*Task details*
All of the records should be reproduced word for word, but no images may appear in the copy.

* * * * * * * * *

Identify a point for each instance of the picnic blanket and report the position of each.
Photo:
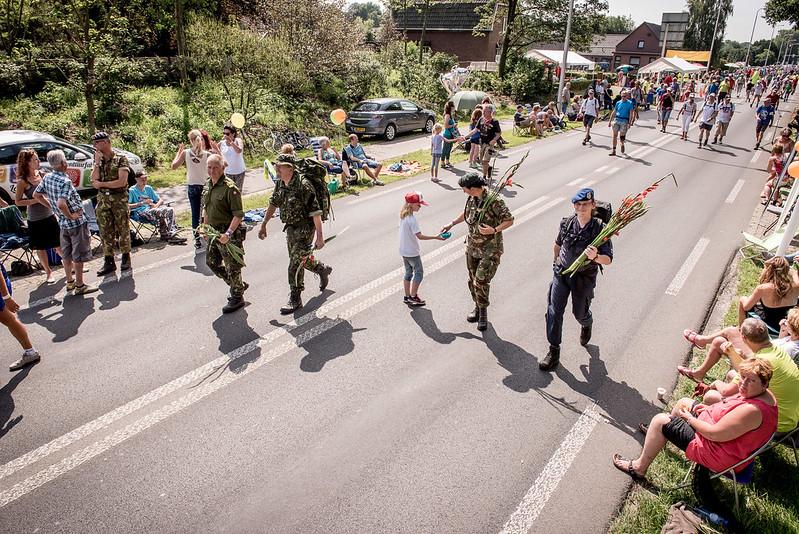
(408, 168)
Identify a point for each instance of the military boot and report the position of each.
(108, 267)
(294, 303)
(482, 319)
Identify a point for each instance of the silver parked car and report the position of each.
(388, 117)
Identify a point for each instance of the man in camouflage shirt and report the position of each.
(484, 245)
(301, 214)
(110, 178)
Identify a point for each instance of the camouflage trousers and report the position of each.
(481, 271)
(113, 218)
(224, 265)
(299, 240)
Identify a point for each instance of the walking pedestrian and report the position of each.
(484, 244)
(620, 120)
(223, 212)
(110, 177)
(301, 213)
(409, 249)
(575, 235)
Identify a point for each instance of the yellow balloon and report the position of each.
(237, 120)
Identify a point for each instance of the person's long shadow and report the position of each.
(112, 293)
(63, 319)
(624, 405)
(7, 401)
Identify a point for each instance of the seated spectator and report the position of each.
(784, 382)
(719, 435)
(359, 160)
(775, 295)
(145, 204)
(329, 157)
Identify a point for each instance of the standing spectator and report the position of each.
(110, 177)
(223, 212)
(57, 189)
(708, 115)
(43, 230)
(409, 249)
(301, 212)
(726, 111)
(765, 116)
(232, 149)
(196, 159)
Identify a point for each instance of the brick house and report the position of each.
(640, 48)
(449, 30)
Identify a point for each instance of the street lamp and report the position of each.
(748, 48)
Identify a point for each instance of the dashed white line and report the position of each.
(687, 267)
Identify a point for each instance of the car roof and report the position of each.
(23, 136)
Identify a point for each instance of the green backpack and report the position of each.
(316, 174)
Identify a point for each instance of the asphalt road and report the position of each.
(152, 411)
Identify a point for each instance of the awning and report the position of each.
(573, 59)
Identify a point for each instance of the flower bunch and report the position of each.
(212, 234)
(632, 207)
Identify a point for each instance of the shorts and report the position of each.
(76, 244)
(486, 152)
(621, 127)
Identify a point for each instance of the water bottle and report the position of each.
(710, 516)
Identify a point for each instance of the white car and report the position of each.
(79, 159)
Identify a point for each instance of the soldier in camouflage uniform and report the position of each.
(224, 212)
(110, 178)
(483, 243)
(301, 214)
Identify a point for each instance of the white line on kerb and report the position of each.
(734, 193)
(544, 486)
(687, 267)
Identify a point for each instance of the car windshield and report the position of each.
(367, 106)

* * * * * * * * *

*Written response*
Identify a point for each instance of the picnic blanket and report the position of each.
Photo:
(408, 168)
Identify a point for each instance of the military boot and report the position of each.
(108, 267)
(294, 303)
(482, 319)
Identify a point for each instance of the silver parked car and report the position of each.
(388, 117)
Identify a point for each instance of the man in camouflage shirt and report the position of each.
(484, 245)
(301, 214)
(110, 178)
Identify a point for each instance of the camouflage trousers and report the position of each.
(481, 271)
(113, 218)
(224, 265)
(299, 240)
Identify a point for each instance of the walking pedestrian and report the position of each.
(484, 244)
(620, 120)
(223, 212)
(110, 177)
(301, 213)
(409, 249)
(575, 235)
Identify a point for each instance of the yellow balloon and report the position of each.
(237, 120)
Identify a point for each instance of the person's long shadow and report the position of each.
(112, 293)
(63, 319)
(624, 405)
(7, 401)
Identify a point for each instance of the seated spectator and report the position of each.
(784, 382)
(719, 435)
(359, 160)
(775, 295)
(145, 204)
(329, 157)
Identify a point for each instance of the standing spectator and report the position of each.
(110, 177)
(223, 212)
(57, 189)
(708, 115)
(43, 230)
(409, 249)
(301, 212)
(726, 111)
(765, 116)
(232, 149)
(196, 159)
Identify a point for each instance of the brick house and report the position of each.
(640, 48)
(449, 30)
Identify a point for each instance of the street lamp and report the position of each.
(748, 48)
Identify a point for each instance of the dashed white line and report the position of each.
(687, 267)
Identify a point for each instance of the car roof and report the position of each.
(23, 136)
Identify a point for each instance of the green backpack and report the position of each.
(316, 174)
Identify a point for each instance of the asphalt road and report the position of each.
(152, 411)
Identify a point for each instance of the awning and report the position of each.
(573, 59)
Identify a point for each instance of the flower bunch and report the position of each.
(212, 234)
(632, 207)
Identify a point for each instance of the shorts and report the position of each.
(76, 244)
(486, 152)
(621, 127)
Identify a point for each instance of the water bottle and report the position of each.
(710, 516)
Identify a point for each instance of the white car and report the position of each.
(79, 159)
Identify a point for each instance of the soldier in camouflage uniform and report the position of each.
(224, 212)
(110, 178)
(483, 243)
(301, 214)
Identify a point for each instance of the white line on kerb and report the position of each.
(734, 193)
(544, 486)
(687, 267)
Identify a point for each instance of the car windshield and report the position of each.
(367, 106)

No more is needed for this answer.